SUPPLIED PASSAGE: Begin

Be Prepared for Complications
This one is hard to write because I’ve struggled a lot with this. Preparing for the worst always seemed to be eliminating hope for something better. At the same time, being in denial of all the possible complications or even an ultimate sad ending is prohibiting myself from mourning with Travis and softening the blow before we are forced to face it.
Travis, at the age of 29 got Colon Cancer, cancer that they don’t even screen for until you are 50 because it’s not a young man’s cancer. With no genetic markers or any history for it to make sense, Travis became a very low statistic.
I still remember sitting with the Radiologist and her listing all the possible long term side effects. Doctors told us Travis could end up with a permanent colostomy. Travis often wondered what if it’s spread and what if they can’t cure it. All along the way we’ve taken the hardest route and for so long I denied any possibility but the best possible outcome.
As complications have arisen I’ve been constantly shocked. Yes, they warned me, but I didn’t think it would happen to us. Those things happened to other people. Cancer, an ostomy, permanent neuropathy, terminal, etc. happened to older people, not to my young husband.

SUPPLIED PASSAGE: End
SUPPLIED RECORDS: Begin

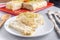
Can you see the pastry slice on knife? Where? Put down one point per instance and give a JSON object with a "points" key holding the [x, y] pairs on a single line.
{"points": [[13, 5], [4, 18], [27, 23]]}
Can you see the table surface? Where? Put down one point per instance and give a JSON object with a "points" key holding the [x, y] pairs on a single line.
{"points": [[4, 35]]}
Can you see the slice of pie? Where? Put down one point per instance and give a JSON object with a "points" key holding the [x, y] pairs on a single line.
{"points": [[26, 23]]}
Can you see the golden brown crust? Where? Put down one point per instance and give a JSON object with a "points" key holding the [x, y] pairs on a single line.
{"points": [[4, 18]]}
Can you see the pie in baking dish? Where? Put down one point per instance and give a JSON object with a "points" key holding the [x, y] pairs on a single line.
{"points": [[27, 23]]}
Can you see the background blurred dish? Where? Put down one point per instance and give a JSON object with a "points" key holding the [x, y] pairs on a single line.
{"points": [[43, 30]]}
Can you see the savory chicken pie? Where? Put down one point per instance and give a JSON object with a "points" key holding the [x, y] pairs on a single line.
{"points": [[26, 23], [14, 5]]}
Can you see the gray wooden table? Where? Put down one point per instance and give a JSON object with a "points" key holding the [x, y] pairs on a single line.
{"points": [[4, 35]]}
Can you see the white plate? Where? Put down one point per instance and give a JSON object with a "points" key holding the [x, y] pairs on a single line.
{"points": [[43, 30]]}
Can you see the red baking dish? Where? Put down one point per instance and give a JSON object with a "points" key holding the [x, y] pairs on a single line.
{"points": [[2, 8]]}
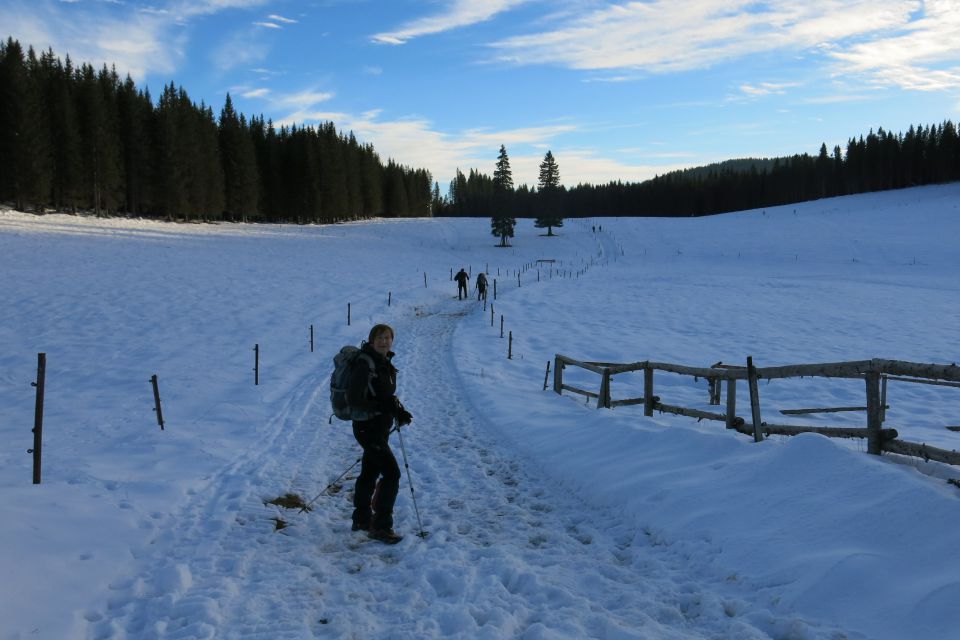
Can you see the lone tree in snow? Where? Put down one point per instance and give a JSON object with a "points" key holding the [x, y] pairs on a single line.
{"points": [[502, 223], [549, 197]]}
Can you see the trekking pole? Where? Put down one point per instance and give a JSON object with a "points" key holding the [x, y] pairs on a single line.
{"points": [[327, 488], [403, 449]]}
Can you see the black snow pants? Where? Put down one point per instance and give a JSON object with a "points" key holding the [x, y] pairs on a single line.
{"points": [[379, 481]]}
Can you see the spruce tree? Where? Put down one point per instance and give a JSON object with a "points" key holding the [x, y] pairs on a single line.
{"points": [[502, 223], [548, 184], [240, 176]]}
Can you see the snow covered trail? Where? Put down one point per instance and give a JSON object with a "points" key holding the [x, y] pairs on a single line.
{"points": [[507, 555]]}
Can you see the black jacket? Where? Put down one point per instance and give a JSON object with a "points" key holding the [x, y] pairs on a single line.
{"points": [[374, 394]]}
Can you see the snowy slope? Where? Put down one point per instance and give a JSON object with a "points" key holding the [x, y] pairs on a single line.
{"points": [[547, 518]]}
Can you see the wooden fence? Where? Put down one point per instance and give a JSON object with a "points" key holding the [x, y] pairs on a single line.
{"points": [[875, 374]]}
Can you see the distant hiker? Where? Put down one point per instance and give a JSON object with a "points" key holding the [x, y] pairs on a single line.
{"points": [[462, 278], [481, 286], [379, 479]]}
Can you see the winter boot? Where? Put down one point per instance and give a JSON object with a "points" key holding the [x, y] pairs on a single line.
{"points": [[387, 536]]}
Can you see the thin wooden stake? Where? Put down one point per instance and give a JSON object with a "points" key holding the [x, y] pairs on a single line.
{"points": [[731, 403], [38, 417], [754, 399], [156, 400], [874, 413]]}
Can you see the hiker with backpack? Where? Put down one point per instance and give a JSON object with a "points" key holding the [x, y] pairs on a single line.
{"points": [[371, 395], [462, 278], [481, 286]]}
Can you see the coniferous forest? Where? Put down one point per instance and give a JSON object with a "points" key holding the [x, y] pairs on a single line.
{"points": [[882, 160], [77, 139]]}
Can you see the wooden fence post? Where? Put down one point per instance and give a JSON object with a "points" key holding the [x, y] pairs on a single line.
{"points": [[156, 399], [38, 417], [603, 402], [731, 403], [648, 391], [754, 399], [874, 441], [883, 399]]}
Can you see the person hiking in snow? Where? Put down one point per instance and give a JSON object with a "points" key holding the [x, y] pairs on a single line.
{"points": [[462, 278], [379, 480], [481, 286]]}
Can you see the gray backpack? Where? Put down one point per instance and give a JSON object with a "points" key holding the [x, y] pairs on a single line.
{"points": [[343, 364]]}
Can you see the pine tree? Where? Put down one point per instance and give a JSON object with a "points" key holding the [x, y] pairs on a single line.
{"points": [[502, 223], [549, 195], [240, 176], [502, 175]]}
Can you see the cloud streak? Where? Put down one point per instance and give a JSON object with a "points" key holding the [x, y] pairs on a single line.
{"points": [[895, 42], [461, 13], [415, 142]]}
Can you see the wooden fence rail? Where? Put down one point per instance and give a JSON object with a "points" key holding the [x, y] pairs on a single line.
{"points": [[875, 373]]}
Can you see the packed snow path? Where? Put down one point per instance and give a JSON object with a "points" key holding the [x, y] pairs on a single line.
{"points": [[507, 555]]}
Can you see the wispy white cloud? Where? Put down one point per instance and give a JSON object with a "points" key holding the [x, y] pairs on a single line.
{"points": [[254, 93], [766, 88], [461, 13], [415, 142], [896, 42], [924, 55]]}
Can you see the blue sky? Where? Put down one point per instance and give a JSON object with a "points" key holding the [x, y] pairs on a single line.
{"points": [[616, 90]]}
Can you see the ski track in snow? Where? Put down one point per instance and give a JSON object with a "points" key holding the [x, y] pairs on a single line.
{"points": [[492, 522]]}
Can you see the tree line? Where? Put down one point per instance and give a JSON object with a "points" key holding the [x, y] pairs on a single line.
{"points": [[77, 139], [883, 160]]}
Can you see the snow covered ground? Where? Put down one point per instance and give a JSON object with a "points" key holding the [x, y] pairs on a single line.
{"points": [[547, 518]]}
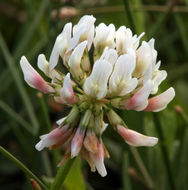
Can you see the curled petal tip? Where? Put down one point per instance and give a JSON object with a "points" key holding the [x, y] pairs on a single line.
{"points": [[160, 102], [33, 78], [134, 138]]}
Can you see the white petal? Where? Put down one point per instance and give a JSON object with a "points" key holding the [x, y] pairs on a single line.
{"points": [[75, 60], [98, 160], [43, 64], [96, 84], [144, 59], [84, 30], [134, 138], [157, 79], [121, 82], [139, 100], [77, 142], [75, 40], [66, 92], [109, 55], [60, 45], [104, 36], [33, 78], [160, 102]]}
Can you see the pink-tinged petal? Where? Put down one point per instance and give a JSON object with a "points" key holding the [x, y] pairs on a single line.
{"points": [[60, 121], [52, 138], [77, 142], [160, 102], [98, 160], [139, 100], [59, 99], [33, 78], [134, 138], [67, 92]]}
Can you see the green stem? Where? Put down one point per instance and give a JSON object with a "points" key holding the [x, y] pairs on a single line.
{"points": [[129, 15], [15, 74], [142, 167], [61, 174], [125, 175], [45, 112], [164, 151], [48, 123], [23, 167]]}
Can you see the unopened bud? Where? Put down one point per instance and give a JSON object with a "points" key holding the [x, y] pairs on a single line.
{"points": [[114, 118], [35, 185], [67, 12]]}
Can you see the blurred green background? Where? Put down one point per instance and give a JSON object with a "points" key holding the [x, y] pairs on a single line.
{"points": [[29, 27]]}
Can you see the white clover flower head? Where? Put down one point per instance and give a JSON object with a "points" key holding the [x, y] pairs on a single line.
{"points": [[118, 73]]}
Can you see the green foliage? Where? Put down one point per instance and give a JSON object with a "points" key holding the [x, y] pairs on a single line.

SUPPLIED RECORDS: End
SUPPLIED RECORDS: Begin

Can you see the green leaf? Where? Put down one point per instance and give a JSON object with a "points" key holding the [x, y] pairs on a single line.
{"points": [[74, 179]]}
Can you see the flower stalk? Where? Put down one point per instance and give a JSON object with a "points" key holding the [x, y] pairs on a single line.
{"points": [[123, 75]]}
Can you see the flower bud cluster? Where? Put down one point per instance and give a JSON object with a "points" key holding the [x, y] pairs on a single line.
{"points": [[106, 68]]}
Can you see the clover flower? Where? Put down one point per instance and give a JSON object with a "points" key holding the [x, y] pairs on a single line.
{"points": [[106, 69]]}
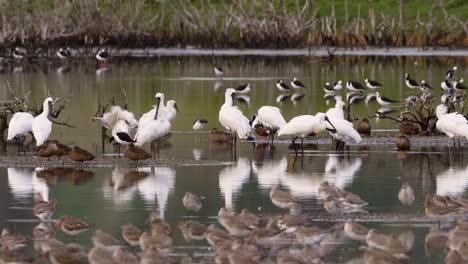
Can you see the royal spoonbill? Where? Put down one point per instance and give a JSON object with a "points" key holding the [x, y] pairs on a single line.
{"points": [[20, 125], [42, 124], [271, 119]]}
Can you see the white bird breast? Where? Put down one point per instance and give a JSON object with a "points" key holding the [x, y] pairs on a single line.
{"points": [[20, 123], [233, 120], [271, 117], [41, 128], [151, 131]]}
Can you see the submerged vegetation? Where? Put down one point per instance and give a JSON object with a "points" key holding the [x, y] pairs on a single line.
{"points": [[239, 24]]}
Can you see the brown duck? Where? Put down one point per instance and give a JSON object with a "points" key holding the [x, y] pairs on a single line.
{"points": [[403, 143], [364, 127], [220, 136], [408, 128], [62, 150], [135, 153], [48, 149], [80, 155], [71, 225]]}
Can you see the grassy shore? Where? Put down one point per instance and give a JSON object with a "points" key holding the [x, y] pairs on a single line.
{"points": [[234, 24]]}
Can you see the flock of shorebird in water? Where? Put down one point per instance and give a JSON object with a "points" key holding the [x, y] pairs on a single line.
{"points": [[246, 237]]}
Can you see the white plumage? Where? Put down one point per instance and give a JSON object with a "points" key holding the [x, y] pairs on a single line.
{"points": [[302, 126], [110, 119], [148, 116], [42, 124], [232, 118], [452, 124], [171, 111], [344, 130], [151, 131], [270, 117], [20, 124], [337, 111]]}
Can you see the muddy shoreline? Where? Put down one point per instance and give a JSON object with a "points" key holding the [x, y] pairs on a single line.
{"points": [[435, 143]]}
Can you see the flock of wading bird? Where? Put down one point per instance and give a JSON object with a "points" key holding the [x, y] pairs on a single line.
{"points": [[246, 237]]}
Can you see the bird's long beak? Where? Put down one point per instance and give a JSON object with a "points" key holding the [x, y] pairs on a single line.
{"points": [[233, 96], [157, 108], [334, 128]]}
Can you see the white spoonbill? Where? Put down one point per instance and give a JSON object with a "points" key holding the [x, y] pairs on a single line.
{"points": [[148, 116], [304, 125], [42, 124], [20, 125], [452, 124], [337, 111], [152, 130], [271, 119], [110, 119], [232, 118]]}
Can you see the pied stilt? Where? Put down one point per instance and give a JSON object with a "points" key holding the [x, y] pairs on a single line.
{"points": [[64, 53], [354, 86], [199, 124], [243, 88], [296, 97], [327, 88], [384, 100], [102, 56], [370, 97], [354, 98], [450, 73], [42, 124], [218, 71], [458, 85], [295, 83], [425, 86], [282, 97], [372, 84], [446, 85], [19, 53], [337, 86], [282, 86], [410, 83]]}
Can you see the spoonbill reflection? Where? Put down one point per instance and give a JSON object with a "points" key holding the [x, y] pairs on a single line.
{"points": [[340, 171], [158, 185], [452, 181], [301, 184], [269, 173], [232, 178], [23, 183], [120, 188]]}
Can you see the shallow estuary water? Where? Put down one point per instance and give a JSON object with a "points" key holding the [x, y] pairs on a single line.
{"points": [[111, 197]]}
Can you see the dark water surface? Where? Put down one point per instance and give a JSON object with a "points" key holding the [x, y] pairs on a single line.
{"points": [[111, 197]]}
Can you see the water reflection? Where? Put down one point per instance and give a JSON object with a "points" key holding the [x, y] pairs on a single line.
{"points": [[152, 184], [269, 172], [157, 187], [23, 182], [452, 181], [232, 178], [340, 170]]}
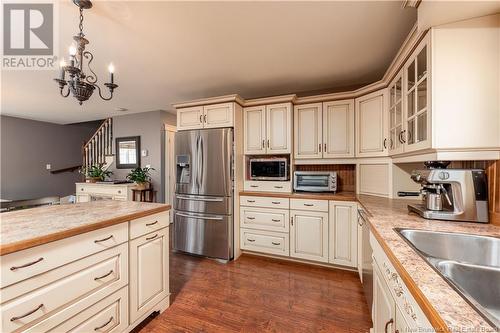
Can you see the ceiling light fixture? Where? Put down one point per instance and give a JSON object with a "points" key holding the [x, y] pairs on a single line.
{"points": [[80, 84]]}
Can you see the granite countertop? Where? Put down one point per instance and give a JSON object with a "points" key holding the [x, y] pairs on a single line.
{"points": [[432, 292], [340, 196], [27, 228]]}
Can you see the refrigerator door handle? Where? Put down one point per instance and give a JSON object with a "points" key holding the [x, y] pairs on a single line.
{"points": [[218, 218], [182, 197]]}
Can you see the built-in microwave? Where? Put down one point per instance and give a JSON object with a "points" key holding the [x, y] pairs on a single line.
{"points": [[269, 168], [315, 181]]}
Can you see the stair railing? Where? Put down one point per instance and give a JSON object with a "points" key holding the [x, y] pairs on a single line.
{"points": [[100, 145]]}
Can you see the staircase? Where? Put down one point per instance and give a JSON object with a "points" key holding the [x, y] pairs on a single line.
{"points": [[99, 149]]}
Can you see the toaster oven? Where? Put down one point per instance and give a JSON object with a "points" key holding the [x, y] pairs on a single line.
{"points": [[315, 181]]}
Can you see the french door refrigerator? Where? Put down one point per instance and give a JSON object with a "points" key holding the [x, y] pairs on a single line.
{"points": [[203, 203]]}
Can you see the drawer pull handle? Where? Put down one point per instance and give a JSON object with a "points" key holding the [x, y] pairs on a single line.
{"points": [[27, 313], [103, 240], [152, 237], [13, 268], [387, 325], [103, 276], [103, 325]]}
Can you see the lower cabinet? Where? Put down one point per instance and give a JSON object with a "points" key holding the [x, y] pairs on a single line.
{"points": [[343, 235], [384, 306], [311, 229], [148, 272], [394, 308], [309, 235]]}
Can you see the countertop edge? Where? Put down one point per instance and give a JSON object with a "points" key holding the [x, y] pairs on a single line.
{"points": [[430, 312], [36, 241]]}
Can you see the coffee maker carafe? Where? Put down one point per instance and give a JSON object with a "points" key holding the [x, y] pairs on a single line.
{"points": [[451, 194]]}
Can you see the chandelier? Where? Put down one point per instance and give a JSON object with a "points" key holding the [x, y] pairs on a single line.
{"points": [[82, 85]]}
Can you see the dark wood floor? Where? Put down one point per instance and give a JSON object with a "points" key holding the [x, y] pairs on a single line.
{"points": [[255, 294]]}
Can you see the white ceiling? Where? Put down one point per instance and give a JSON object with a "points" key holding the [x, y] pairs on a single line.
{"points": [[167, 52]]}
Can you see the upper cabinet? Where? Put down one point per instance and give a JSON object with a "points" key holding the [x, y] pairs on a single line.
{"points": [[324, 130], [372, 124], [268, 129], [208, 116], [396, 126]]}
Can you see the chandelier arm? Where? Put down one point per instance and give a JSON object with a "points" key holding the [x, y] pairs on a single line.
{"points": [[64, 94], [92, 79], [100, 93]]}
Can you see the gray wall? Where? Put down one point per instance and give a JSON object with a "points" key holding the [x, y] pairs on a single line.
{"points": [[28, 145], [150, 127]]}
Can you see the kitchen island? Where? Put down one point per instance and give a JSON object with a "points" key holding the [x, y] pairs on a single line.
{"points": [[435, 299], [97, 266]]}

SUPPLIED RECORDS: End

* [EXERCISE AIM]:
Continue the "Be Prepared for Complications" piece about Travis's colon cancer, starting right after its final sentence.

* [ANSWER TO THE EXERCISE]:
So, how do you keep hope and also prepare for complications? Well, it’s not easy! It took me denying possibilities for years before I finally fully accepted God’s will. Without God, I’ve found it impossible to be hopeful and still be prepared for the worst. My overwhelming hope for better things made me kind of forget who is in charge. Letting God be in charge and keeping my hope and faith in God has allowed me to accept the diagnosis and still smile. That’s been the key for me, my faith is in God and his power and goodness and not in Travis getting better! I can physically prepare by planning a funeral, but still, hope we won’t have to actually have a funeral for years. I sure hope for Travis to live and for all of his complications to miraculously disappear. But, I also accept that God knows the big picture and that he loves my Travis dearly and has a plan for him. I have faith in God and his plan, which gives me hope that someday things will be glorious. Maybe not on this earth, but someday Travis’ body will be perfect!
Every 6 months I am blessed to hear from my church leaders in General Conference. The opportunity never fails to uplift and inspire me. In one talk, called Fourth Floor, Last Door, given by Dieter F. Uchtdorf he talks of God’s will and our inability to force God to comply with our desires. No matter how much I pray everything will happen the way it’s meant to me. He goes on to discuss that faith is trusting in God’s love. 2 Nephi 26:24 reads:
“He doeth not anything save it be for the benefit of the world; for he loveth the world…”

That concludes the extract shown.